In addition to this… Err, well, nothing – that’s the entire language. Onto the thesis!

Idea

Like I said – and, more importantly, like Wikipedia said – Brainfuck is Turing-complete, which in theory means that you can write any program by using only these 8 commands. Impossible, you say? No, just quite difficult. I didn’t want to solve this entire problem, as I would never graduate, but I did want to demonstrate that this was true (i.e. do so empirically) by creating a transpiler for a subset of C functionality into Brainfuck.

You can think of this in terms of assembly languages, because they are very simple, yet are used at the low levels to represent significantly more complex programs written in high-level languages such as Java, C++, etc. However, even these languages have certain functionalities that we take for granted, yet do not have in Brainfuck – for example, the latter doesn’t allows us to do arithmetic operations, move values around the memory, or jump to certain parts of code, all of which you would agree are extremely necessary for any sensible code.

◆ ◆ ◆ ◆

== Exercise a ==
Quote the stretch of the Brainfuck passage from "Like I said" through "functionality into Brainfuck.".
The passage on Brainfuck and the records come from unrelated sources.

◆ ◆ ◆ ◆

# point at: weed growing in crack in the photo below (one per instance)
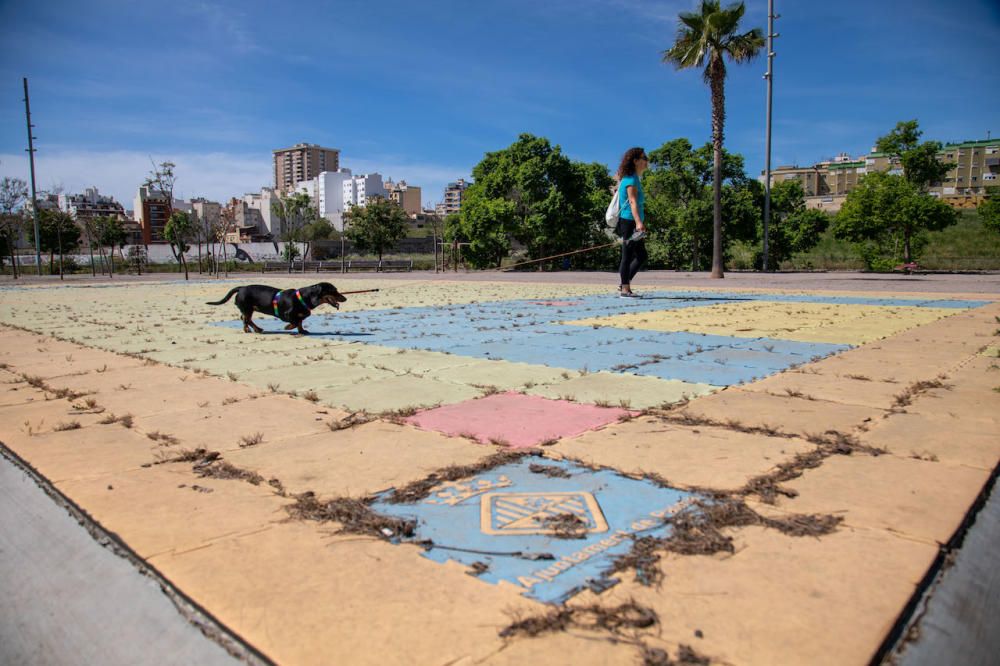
(251, 440)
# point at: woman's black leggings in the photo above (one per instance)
(633, 253)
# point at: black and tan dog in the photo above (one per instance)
(290, 305)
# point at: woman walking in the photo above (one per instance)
(631, 226)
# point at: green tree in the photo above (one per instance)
(532, 193)
(13, 194)
(707, 38)
(919, 160)
(679, 203)
(886, 217)
(179, 231)
(989, 209)
(794, 228)
(377, 227)
(294, 212)
(58, 232)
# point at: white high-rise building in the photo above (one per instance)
(359, 189)
(327, 192)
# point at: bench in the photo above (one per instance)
(397, 265)
(363, 265)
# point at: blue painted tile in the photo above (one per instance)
(498, 519)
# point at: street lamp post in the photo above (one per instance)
(34, 197)
(769, 76)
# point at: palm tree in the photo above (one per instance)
(712, 34)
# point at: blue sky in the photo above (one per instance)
(420, 91)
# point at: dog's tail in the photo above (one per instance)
(227, 297)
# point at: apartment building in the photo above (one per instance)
(327, 191)
(359, 189)
(302, 161)
(452, 201)
(152, 210)
(90, 205)
(405, 196)
(826, 184)
(207, 215)
(262, 201)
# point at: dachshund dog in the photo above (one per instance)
(289, 305)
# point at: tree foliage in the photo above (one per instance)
(530, 192)
(794, 228)
(989, 209)
(919, 160)
(680, 204)
(13, 194)
(377, 227)
(708, 37)
(887, 217)
(181, 228)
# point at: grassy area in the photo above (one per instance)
(966, 246)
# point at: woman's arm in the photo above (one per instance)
(633, 201)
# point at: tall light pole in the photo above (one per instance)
(34, 196)
(771, 34)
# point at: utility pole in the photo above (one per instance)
(771, 34)
(34, 196)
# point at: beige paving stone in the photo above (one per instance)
(89, 452)
(631, 390)
(168, 509)
(343, 600)
(573, 646)
(504, 375)
(224, 427)
(687, 456)
(915, 499)
(787, 414)
(41, 416)
(315, 375)
(19, 393)
(397, 393)
(944, 438)
(852, 389)
(357, 461)
(156, 389)
(786, 600)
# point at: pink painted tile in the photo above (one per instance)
(520, 420)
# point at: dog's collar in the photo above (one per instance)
(299, 296)
(274, 303)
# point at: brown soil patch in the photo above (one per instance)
(418, 490)
(354, 516)
(629, 615)
(697, 530)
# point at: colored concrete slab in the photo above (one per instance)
(502, 519)
(810, 322)
(516, 420)
(687, 456)
(622, 390)
(916, 499)
(395, 393)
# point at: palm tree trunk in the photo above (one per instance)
(717, 78)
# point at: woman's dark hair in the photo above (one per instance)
(627, 167)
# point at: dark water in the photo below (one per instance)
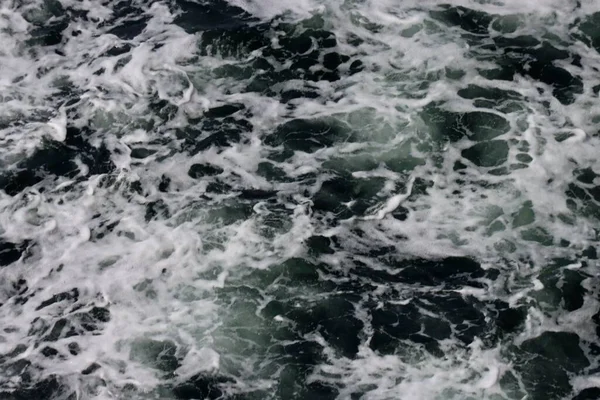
(299, 200)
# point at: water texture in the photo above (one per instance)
(309, 199)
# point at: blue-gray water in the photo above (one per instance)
(303, 199)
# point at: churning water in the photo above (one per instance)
(299, 199)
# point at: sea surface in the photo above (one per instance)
(299, 199)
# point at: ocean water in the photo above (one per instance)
(299, 199)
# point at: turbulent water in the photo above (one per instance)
(303, 199)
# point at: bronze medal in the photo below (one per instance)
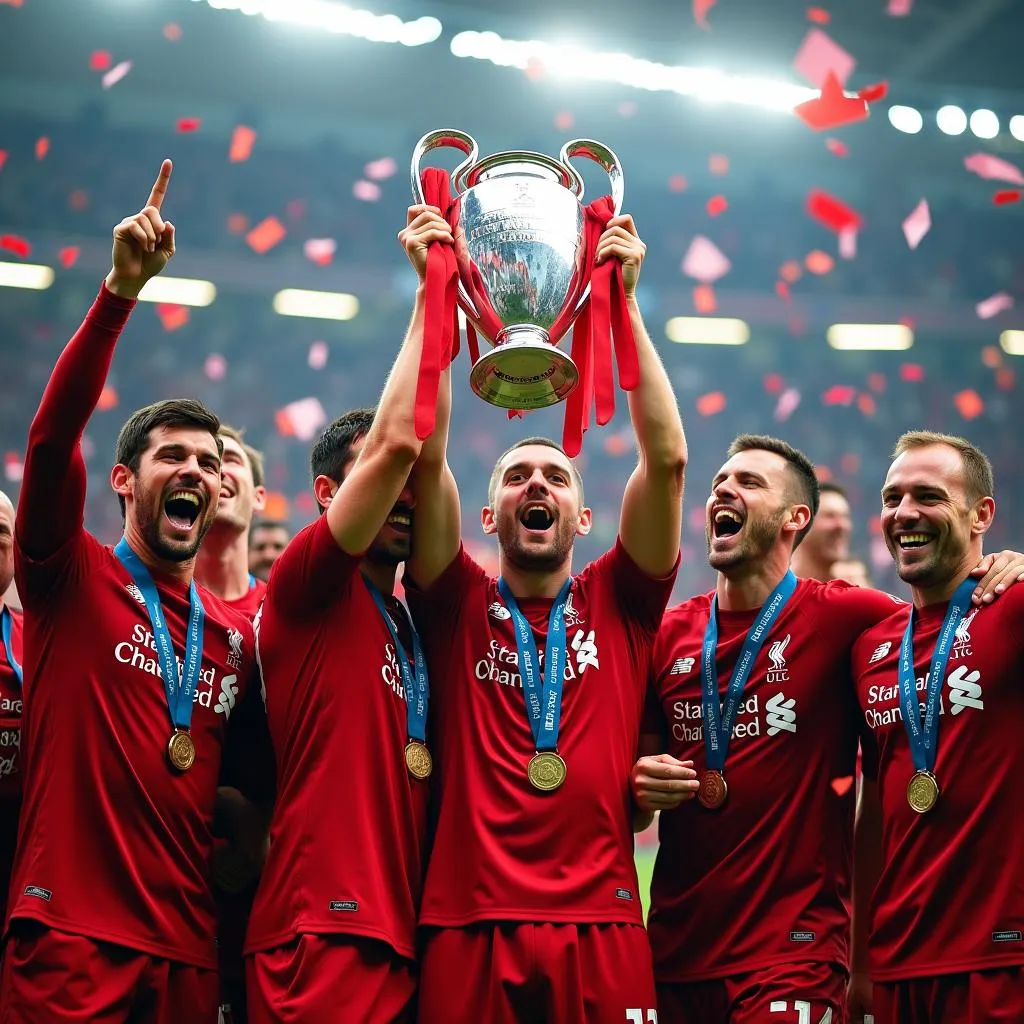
(713, 790)
(923, 792)
(546, 770)
(418, 760)
(181, 751)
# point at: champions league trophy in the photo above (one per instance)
(520, 246)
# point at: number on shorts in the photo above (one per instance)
(803, 1009)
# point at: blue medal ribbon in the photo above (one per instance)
(179, 688)
(719, 721)
(544, 697)
(417, 686)
(6, 622)
(924, 736)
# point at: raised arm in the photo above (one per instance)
(51, 504)
(652, 505)
(372, 488)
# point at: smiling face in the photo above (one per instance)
(171, 500)
(536, 509)
(750, 504)
(932, 527)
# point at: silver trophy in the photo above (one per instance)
(519, 244)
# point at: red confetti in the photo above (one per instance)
(832, 109)
(242, 144)
(872, 93)
(700, 8)
(717, 205)
(704, 300)
(265, 235)
(15, 244)
(711, 403)
(969, 403)
(834, 213)
(172, 315)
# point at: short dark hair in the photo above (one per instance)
(805, 481)
(979, 481)
(134, 436)
(254, 455)
(548, 442)
(334, 448)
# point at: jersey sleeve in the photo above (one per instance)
(51, 505)
(312, 571)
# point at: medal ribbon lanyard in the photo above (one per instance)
(179, 688)
(544, 698)
(924, 736)
(719, 721)
(417, 687)
(6, 622)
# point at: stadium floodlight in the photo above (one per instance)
(905, 119)
(950, 120)
(984, 124)
(569, 60)
(707, 331)
(26, 275)
(870, 337)
(320, 305)
(179, 291)
(1012, 342)
(338, 17)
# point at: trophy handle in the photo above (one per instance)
(600, 154)
(435, 140)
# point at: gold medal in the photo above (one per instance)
(713, 790)
(181, 751)
(546, 770)
(418, 760)
(923, 792)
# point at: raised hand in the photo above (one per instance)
(622, 242)
(424, 225)
(142, 244)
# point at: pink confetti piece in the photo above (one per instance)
(918, 224)
(818, 54)
(994, 305)
(705, 261)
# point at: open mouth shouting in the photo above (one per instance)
(182, 509)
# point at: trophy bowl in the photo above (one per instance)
(520, 249)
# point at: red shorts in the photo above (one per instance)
(507, 973)
(52, 977)
(979, 997)
(785, 993)
(326, 979)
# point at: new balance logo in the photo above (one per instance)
(228, 691)
(780, 714)
(965, 690)
(880, 651)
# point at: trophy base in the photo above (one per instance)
(523, 371)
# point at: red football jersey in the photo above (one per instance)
(502, 849)
(950, 898)
(765, 879)
(10, 745)
(348, 835)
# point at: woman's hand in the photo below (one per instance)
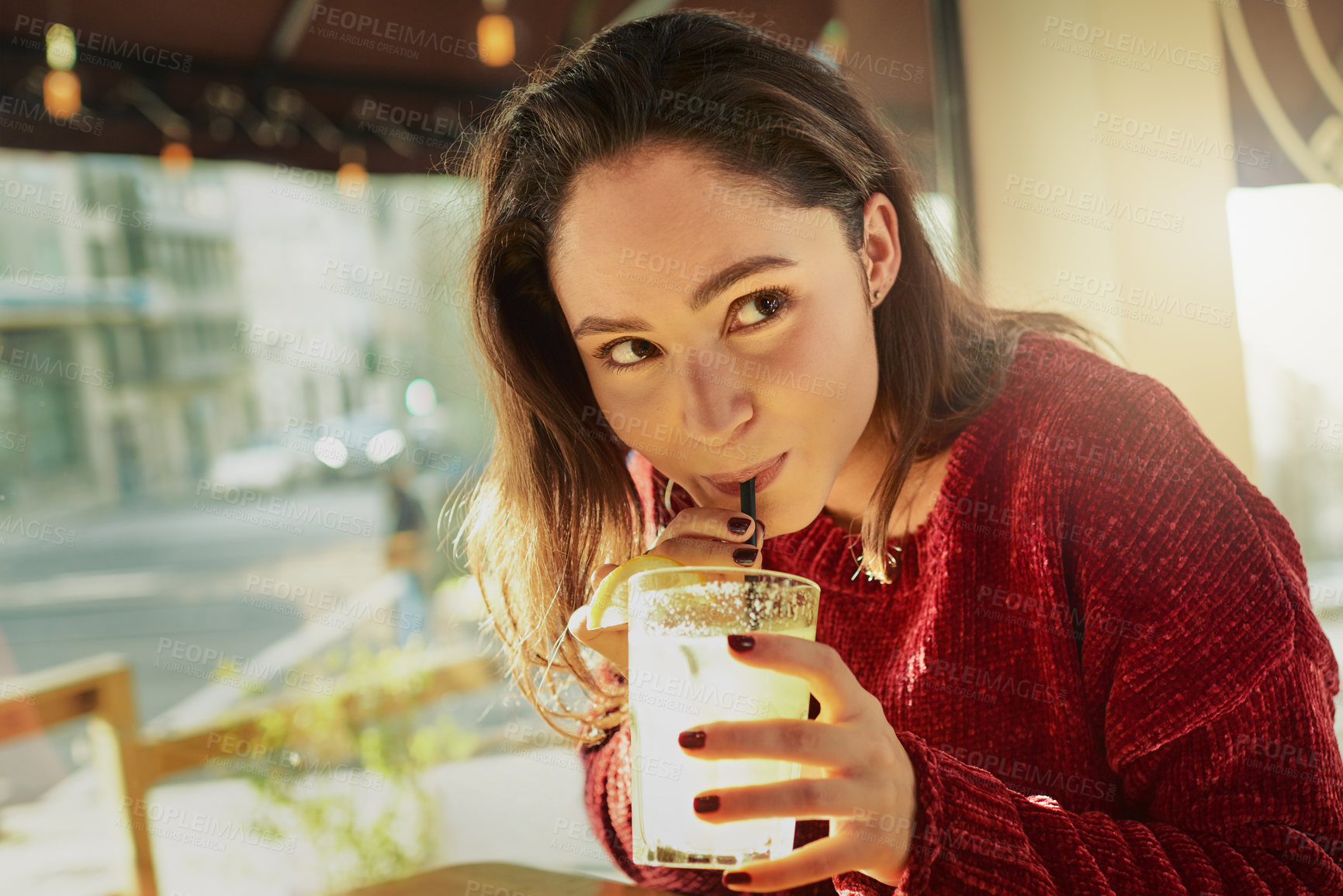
(696, 536)
(863, 780)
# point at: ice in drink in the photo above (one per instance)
(681, 676)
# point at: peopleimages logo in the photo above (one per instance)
(285, 510)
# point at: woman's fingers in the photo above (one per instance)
(708, 552)
(711, 523)
(832, 683)
(611, 642)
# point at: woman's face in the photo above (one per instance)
(722, 330)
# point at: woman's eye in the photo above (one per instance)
(622, 354)
(773, 303)
(768, 303)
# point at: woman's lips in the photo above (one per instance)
(763, 477)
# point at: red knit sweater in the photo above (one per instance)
(1099, 653)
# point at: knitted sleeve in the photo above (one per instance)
(1210, 680)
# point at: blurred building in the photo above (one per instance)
(117, 310)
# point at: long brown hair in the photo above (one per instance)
(554, 499)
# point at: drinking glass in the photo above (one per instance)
(683, 676)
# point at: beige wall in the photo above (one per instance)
(1034, 109)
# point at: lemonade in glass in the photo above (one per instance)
(683, 676)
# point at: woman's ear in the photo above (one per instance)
(880, 246)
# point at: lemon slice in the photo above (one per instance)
(611, 602)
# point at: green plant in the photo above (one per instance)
(345, 766)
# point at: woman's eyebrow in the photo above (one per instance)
(701, 296)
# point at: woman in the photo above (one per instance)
(1082, 659)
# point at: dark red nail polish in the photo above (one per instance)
(691, 739)
(740, 642)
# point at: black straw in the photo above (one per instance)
(749, 508)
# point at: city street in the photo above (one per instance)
(199, 579)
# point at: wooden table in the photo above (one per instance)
(500, 879)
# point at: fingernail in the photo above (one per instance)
(707, 804)
(691, 739)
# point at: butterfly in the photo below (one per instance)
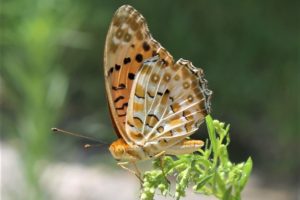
(155, 103)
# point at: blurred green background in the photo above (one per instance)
(52, 75)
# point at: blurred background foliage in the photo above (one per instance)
(52, 74)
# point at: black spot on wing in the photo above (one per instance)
(139, 58)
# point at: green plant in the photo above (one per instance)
(209, 171)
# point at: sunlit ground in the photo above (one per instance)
(77, 181)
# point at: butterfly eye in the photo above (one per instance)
(186, 85)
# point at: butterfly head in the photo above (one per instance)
(121, 151)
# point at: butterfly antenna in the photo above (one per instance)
(78, 135)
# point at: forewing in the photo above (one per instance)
(128, 44)
(168, 103)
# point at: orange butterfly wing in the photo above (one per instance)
(128, 44)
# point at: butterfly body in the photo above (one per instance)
(155, 103)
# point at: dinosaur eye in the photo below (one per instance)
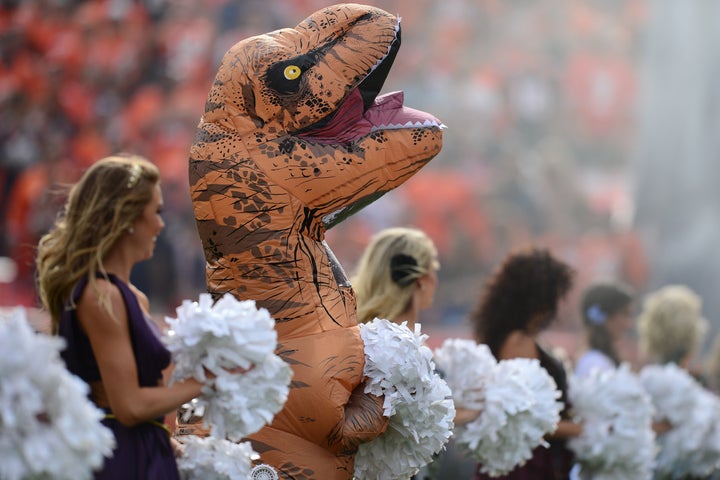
(292, 72)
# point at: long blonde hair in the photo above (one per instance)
(100, 208)
(388, 269)
(671, 325)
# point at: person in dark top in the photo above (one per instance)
(520, 301)
(110, 222)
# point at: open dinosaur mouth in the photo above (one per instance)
(363, 111)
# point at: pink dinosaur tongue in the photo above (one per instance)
(350, 122)
(346, 125)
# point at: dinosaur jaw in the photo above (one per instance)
(352, 122)
(362, 111)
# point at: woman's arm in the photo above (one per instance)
(567, 429)
(110, 340)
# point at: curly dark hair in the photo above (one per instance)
(529, 282)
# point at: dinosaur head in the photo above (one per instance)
(319, 81)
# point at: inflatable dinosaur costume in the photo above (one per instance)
(292, 141)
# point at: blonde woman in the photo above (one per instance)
(671, 326)
(396, 279)
(396, 276)
(110, 222)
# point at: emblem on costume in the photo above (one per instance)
(263, 472)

◆ ◆ ◆ ◆

== Exercise b ==
Pull out every line of the records that contains the string "ribbon", treating uppercase and lowercase as different.

== Correct answer a ==
Like I said – and, more importantly, like Wikipedia said – Brainfuck is Turing-complete, which in theory means that you can write any program by using only these 8 commands. Impossible, you say? No, just quite difficult. I didn’t want to solve this entire problem, as I would never graduate, but I did want to demonstrate that this was true (i.e. do so empirically) by creating a transpiler for a subset of C functionality into Brainfuck.

== Correct answer b ==
# point at: blue medal ribbon in the photo above (one per instance)
# point at: medal ribbon lanyard in the photo above (one per instance)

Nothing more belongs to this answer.